**Written request:**
Report how many lines of the records below contain the string "skull", treating uppercase and lowercase as different. Give only the number.

** BEGIN Records shown **

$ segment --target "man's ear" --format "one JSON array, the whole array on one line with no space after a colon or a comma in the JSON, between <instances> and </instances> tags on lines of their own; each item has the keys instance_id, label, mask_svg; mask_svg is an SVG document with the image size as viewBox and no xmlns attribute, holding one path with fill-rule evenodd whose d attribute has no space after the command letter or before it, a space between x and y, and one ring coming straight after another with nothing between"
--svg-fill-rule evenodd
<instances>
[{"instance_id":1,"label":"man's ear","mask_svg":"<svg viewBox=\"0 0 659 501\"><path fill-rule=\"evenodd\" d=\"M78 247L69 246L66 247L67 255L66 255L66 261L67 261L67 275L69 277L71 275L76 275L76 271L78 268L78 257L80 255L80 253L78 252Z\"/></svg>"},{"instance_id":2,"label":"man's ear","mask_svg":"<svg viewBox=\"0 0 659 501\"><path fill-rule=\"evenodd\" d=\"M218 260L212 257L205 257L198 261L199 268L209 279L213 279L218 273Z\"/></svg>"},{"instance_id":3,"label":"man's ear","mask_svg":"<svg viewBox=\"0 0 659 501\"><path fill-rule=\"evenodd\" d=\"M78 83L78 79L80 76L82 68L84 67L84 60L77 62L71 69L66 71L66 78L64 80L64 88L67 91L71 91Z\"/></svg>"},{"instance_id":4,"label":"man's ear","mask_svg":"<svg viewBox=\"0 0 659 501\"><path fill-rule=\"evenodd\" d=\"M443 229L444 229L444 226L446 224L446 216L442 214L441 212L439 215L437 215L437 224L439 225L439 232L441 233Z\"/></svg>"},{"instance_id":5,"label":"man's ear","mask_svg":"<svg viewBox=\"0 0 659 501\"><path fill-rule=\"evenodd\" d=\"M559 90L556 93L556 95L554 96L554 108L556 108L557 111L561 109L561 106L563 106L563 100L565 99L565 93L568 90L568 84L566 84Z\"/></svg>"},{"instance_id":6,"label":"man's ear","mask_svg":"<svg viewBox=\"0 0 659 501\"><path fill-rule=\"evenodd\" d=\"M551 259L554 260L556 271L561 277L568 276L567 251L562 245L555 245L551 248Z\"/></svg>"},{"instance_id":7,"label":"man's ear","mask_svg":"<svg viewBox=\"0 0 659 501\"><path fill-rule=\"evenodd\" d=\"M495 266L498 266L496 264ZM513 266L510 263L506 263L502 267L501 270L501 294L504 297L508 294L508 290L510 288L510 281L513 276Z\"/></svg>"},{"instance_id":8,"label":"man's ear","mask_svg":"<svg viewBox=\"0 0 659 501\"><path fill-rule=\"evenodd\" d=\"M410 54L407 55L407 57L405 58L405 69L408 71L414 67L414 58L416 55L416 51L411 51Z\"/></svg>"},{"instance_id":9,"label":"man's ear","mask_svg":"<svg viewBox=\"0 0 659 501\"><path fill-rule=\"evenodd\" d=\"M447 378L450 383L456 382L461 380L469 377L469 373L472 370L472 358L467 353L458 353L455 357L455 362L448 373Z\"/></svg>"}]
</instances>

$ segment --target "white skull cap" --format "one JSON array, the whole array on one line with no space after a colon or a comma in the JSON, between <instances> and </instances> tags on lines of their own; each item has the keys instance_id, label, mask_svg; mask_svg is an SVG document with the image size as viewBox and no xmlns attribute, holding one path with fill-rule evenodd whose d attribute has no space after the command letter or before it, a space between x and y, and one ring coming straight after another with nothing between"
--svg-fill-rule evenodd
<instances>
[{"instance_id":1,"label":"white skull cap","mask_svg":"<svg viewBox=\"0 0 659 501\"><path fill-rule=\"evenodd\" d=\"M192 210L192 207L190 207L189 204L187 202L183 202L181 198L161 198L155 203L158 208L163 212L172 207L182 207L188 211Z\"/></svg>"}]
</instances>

** END Records shown **

**Final result:**
2